* **Requirement**: Your task is to transcribe all the entries exactly, excluding pictures.

* **The data**:
* * * * * * *
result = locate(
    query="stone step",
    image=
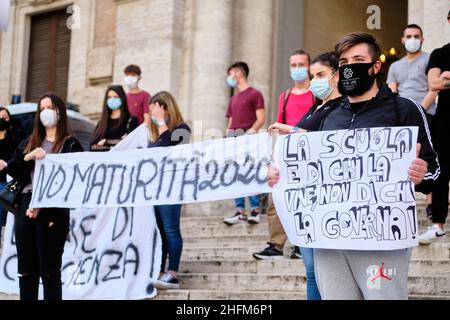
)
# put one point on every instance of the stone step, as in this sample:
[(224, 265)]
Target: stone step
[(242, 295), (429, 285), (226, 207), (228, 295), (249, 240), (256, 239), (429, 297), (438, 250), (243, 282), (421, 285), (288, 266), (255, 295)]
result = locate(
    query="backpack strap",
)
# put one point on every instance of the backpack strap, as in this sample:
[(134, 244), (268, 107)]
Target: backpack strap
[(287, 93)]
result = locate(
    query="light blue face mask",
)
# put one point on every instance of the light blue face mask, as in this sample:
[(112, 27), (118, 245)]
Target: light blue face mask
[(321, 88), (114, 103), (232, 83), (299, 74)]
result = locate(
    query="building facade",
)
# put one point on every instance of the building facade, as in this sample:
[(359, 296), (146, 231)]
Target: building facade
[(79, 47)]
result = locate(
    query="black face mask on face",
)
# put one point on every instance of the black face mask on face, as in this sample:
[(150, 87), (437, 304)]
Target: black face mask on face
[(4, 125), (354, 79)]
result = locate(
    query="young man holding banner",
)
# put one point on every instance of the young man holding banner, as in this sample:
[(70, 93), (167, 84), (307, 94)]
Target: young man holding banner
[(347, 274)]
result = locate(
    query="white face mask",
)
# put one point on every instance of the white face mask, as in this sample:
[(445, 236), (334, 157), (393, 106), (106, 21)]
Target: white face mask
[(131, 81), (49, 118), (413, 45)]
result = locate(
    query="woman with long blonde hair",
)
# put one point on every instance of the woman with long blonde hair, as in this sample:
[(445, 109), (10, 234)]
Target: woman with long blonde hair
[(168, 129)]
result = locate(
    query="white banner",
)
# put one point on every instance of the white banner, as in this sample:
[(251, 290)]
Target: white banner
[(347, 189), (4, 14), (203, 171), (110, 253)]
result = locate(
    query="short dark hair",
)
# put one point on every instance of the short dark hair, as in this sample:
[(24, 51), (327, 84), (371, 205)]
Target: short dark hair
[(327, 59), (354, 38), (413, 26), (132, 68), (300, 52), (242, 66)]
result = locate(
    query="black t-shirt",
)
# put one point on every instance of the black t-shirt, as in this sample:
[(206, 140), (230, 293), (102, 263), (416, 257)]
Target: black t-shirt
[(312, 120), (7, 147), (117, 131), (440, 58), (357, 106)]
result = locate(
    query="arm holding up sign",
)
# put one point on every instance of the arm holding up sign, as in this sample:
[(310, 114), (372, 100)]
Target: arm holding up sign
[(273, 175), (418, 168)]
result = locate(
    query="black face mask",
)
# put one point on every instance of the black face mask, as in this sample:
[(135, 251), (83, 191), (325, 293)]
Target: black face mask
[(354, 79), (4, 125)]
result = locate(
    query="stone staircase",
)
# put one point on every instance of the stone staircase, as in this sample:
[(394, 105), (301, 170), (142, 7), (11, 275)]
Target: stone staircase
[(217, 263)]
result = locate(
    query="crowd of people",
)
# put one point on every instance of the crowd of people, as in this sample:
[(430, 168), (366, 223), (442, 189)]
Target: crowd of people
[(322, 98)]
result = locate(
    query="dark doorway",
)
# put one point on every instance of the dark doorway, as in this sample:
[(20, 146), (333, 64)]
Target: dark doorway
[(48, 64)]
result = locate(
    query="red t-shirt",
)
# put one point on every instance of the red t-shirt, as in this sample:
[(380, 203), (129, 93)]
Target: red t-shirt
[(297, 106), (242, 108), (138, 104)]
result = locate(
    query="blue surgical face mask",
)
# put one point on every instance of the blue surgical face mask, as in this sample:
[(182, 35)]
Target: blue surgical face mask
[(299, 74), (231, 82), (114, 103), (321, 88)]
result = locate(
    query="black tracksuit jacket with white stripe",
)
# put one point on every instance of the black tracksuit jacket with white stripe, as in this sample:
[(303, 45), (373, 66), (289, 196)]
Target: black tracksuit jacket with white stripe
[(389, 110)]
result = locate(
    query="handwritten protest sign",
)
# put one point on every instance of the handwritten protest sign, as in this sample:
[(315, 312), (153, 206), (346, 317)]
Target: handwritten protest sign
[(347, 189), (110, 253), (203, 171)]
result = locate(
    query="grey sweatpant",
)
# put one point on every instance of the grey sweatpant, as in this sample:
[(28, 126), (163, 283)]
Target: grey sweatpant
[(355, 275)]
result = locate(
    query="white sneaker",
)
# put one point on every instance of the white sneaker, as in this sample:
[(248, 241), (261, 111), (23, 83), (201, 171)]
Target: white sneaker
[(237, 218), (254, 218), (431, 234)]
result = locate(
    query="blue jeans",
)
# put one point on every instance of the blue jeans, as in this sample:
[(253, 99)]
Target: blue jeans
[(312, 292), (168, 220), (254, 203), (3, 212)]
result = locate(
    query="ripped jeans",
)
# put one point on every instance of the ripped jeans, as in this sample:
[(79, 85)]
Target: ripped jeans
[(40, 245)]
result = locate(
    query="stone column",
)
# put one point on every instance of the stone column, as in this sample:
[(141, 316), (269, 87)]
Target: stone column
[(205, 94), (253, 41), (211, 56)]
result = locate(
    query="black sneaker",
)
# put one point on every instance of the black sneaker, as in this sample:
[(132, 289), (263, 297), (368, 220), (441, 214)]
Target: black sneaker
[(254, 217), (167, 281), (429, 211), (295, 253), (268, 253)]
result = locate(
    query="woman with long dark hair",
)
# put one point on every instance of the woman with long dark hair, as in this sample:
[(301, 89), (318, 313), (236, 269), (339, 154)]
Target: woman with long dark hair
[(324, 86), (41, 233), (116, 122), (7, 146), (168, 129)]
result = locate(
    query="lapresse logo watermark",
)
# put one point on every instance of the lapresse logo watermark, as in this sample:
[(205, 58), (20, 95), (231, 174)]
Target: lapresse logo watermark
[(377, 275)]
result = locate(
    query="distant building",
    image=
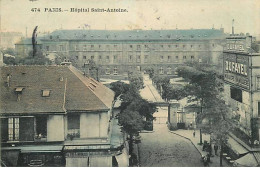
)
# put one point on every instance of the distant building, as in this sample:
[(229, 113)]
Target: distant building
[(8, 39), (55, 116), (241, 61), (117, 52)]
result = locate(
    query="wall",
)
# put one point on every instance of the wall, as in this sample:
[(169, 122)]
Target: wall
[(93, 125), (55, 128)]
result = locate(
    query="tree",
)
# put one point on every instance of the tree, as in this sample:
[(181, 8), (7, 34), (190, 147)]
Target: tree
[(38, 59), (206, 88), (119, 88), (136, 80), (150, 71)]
* * * * * * *
* **Output of the exercise**:
result = locate(
    query="stone step",
    image=
)
# put one point on every instance of the stone step, as in this sample:
[(224, 265)]
Target: stone step
[(242, 295), (429, 285), (226, 207), (228, 295), (249, 240), (256, 239), (429, 297), (438, 250), (243, 282), (421, 285), (288, 266), (255, 295)]
result = locate(
    query="backpack strap",
)
# put one point on every instance of the backpack strap, as in this sample:
[(134, 244), (268, 107)]
Target: backpack strap
[(287, 93)]
result = locate(
    query="light blue face mask",
)
# put one point on every instance of the light blue face mask, as in this sample:
[(112, 27), (118, 245)]
Target: light blue face mask
[(321, 88), (114, 103), (232, 83), (299, 74)]
result = locate(
    query="building facade",
)
# put one point on every instance of the building facade, as in this sample:
[(359, 296), (146, 231)]
Target: building facade
[(79, 47)]
result = locate(
    query="black face mask on face",
)
# put one point on every instance of the black face mask on face, as in this sample:
[(150, 87), (437, 304)]
Target: black face mask on face
[(4, 125), (354, 79)]
result = locate(
    query="young man holding banner",
)
# put one point on every instance of the young man holding banner, as in this sample:
[(70, 93), (167, 84), (307, 94)]
Target: young man holding banner
[(347, 274)]
result = locate(
    query="white face mask",
)
# put one point on every instance of the white face mask, as in this sample:
[(445, 236), (334, 157), (393, 106), (106, 21)]
Target: white face mask
[(131, 81), (49, 118), (413, 45)]
result = locate(
    query="woman with long blonde hair",
)
# put one point on every instance of the woman with long blonde hair, as in this sample:
[(445, 109), (10, 234)]
Target: woman with long blonde hair
[(168, 129)]
result = locate(
    query="white banner",
)
# put one point on every instance of the white banner, as in this sample:
[(251, 290)]
Target: white banner
[(347, 189), (4, 14), (203, 171), (110, 253)]
result = locate(
    query="short dark hair",
)
# put one point on every instance of the short dark hair, as in this sample:
[(24, 51), (327, 84), (371, 205)]
Target: short dark hair
[(327, 59), (354, 38), (413, 26), (132, 68), (300, 52), (242, 66)]
result = locate(
    query="black t-shirt",
)
# put one point on every instance of the black t-shirt, as in this sample:
[(206, 140), (230, 293), (102, 263), (416, 257)]
Target: black t-shirt
[(312, 120), (7, 147), (117, 131), (440, 58), (357, 106)]
result = locate(
    query="arm holding up sign",
)
# put one point on every instance of the arm holding up sign, as in this sample:
[(310, 114), (372, 100)]
Target: arm holding up sign
[(273, 175), (418, 168)]
result = locate(
    query="black face mask",
)
# put one point on every instance of the black face mask, as in this sample:
[(135, 251), (83, 191), (325, 293)]
Target: black face mask
[(354, 79), (4, 125)]
result = locate(
    query="stone staircase",
)
# put one point on every instance of the stone staircase, as in this sample:
[(394, 105), (301, 170), (142, 7), (11, 275)]
Target: stone staircase
[(217, 263)]
result = locate(
    query="crowd of people",
)
# put one point on every instance of the crowd of people, as in this sample:
[(430, 168), (366, 223), (442, 189)]
Target: crowd of people
[(322, 98)]
result = locate(
    query="dark doorway",
)
# put one point on every instance of the dark doorway, as in this sample:
[(20, 146), (333, 64)]
Target: dark doorway
[(48, 64)]
result = locate(
    query="red t-shirt",
)
# put one point on every instance of the red t-shirt, as in this sample:
[(380, 203), (129, 93)]
Target: red t-shirt
[(297, 106), (242, 108), (138, 104)]
result = locate(
    query="blue surgical face mask",
)
# put one point on every instance of the blue surgical face mask, as in this sample:
[(182, 35)]
Target: blue surgical face mask
[(299, 74), (231, 82), (114, 103), (321, 88)]
result = locate(
    query="black tracksuit jacket with white stripe",
)
# put one point on every instance of the black tracksuit jacket with white stripe, as in this sample:
[(303, 45), (373, 66), (289, 196)]
Target: black tracksuit jacket with white stripe
[(389, 110)]
result = locate(
    query="handwritten protest sign",
)
# put one point on every instance of the handwritten protest sign, as in this sample:
[(315, 312), (153, 206), (346, 317)]
Target: handwritten protest sign
[(347, 189), (110, 253), (203, 171)]
result = locate(
    query="grey sweatpant",
)
# put one point on every instance of the grey sweatpant, as in this sample:
[(28, 126), (163, 283)]
Target: grey sweatpant
[(355, 275)]
result = locate(
    query="white sneaker",
)
# put one point on every instance of the white sneaker, as in this sample:
[(248, 241), (261, 111), (23, 83), (201, 171)]
Target: white sneaker
[(237, 218), (254, 218), (431, 234)]
result = locate(
    query="blue jeans",
)
# put one point on every instance of the blue jeans, as in this sample:
[(253, 99)]
Target: blue jeans
[(312, 292), (168, 220), (254, 203), (3, 212)]
result = locate(
    query="ripped jeans",
)
# put one point on every instance of the ripped jeans, as in this sample:
[(79, 85)]
Target: ripped jeans
[(40, 245)]
result = locate(
    query="stone column",
)
# put one point on every instance of the stone column, as in this sample:
[(141, 316), (269, 87)]
Target: stone column
[(205, 94), (253, 41), (211, 56)]
result = locate(
    query="black sneaker",
)
# put one point on every instance of the black sneaker, as in this sample:
[(132, 289), (263, 297), (368, 220), (441, 214)]
Target: black sneaker
[(254, 217), (167, 281), (429, 211), (295, 253), (268, 253)]
result = locate(
    query="woman with long dark hair",
)
# put one point on every instance of the woman with long dark hair, as in this sample:
[(301, 89), (318, 313), (236, 269), (339, 154)]
Target: woman with long dark hair
[(324, 86), (41, 233), (116, 122), (7, 146), (168, 129)]
result = locate(
    query="lapresse logo watermark",
)
# put one point on every instance of the lapresse logo watermark, as in this sample:
[(205, 58), (20, 95), (231, 174)]
Target: lapresse logo watermark
[(377, 275)]
result = locate(
    query="distant building",
    image=
)
# put one point on every instance of the distant building, as in this sample:
[(229, 113)]
Target: distant building
[(8, 39), (55, 116), (241, 61), (117, 52)]
result = locate(
    query="wall",
)
# put one point on every instance of the wall, as in this sample:
[(169, 122)]
Target: wall
[(93, 125), (55, 128)]
result = locate(
    query="tree",
)
# put one point on every instance of the tree, as in this sample:
[(181, 8), (7, 34), (190, 147)]
Target: tree
[(38, 59), (206, 88), (119, 88), (136, 80), (150, 71)]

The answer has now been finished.